SUPPLIED TEXT Block Start
Contributed by: Rachana Arya
You’ve probably heard the term “brain food,” but do you know what exactly does it means or if, indeed, there really is such a thing as ‘brain food’?
Is it true that we may use food to improve our mental clarity and focus? Are there some foods that can support your brain health and boost your alertness, memory, and mood?
How does food affect your brain?
A large, new study shows how our dietary habits can play a key role in keeping our brain healthy.
Certain foods can impact and affect the brain both positively and negatively.
There are a number of ingredients that are brain-boosting superstars that can keep your brain in peak working condition, such as:
- Dark Chocolate
On the other hand, there are plenty of foods that could be potentially problematic for brain health and should make fewer appearances in your diet. The most significant of these are:
- Cakes and cookies
- Fast or junk food
Read on to discover more about what impacts these foods have on cognitive functions.
Good food #1: Flaxseeds
This plant-based source is rich in polyunsaturated fats — Omega-6 and Omega 3 fatty acids — that are essential for brain development and function.
Flax is predominantly high in alpha-linolenic (ALA), a type of Omega-3 fatty acid that boosts the cerebral cortex, an area of the brain that processes sensory information.
Adding flaxseeds to a salad or hot or cold cereal provides healthy, concentration-boosting fats to your diet.
Good food #2: Walnuts
Walnuts resemble the human brain and are famed as ‘brain food‘ as they are high in a type of Omega-3 fatty acid called alpha-linolenic acid (ALA).
Walnuts also possess the highest concentration of polyphenolic compounds than any other type of nut.
Both Omega-3 fatty acids and polyphenols are considered essential nutrients which help improve cognitive development and functioning.
SUPPLIED TEXT Block End
PROVIDED MATERIAL Block Start
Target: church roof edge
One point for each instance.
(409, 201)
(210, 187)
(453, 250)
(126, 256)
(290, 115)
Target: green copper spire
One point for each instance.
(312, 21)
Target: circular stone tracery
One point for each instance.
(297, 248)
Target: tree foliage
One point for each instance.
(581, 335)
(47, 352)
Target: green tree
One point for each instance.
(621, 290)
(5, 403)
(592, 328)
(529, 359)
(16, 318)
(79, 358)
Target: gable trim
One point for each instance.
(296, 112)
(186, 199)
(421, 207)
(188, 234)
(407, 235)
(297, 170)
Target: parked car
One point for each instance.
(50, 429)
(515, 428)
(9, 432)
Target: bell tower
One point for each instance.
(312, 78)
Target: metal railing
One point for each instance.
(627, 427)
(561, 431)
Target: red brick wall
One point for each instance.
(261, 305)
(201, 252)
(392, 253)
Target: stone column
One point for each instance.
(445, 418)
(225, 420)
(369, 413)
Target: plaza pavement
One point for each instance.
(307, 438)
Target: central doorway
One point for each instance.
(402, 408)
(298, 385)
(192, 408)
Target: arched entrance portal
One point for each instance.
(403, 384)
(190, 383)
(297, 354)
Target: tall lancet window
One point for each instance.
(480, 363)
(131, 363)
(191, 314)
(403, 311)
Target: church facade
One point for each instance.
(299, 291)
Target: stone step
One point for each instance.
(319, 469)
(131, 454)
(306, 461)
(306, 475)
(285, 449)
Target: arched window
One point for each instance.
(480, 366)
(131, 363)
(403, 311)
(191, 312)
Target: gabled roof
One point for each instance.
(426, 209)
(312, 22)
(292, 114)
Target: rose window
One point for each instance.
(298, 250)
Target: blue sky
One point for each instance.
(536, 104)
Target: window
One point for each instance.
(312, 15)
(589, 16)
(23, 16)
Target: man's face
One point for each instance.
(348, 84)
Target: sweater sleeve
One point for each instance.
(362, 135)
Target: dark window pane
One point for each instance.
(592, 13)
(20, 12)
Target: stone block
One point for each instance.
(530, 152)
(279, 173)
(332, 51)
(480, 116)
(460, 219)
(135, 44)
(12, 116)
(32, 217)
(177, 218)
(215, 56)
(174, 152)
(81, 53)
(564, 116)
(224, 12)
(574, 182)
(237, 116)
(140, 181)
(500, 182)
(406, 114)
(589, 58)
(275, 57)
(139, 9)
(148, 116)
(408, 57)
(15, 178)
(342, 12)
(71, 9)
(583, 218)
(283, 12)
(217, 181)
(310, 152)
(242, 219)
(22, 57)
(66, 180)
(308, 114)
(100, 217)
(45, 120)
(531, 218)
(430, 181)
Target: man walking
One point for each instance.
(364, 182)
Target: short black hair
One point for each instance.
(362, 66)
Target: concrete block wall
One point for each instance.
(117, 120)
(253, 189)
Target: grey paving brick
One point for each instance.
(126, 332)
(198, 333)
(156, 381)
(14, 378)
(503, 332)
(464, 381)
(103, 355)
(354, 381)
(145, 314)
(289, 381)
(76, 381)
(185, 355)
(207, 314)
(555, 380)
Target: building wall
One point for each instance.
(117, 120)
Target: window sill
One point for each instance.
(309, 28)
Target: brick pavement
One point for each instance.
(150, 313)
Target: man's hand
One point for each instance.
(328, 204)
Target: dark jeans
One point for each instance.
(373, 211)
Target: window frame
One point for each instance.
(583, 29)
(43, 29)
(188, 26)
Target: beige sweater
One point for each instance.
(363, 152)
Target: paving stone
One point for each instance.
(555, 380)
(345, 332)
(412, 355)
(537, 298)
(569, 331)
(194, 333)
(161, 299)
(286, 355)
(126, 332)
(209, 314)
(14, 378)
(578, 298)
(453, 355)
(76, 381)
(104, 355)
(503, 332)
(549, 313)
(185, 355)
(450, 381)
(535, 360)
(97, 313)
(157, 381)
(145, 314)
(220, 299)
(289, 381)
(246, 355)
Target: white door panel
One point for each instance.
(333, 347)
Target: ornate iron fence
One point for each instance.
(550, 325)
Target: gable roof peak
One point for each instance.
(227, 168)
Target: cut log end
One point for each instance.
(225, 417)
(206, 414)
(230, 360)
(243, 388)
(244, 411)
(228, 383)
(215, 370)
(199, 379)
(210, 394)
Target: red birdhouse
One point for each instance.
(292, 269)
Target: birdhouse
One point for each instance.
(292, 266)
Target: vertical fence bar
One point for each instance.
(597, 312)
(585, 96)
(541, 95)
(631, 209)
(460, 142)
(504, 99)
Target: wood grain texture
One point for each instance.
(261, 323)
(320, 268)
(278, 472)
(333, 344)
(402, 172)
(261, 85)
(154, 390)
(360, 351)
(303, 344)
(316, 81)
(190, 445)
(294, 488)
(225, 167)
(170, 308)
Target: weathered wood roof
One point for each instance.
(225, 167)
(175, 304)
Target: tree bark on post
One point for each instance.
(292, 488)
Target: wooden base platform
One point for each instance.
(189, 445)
PROVIDED MATERIAL Block End
▶ [EXERCISE INSTRUCTIONS]
From the brain-food text:
1. Which type of fatty acid is flax predominantly high in?
2. What do walnuts resemble, according to the text?
3. Which foods are named as the most significant ones that could be problematic for brain health?

▶ [PROBLEM SOLUTION]
1. Alpha-linolenic acid (ALA), a type of Omega-3 fatty acid.
2. The human brain.
3. Cakes and cookies, and fast or junk food.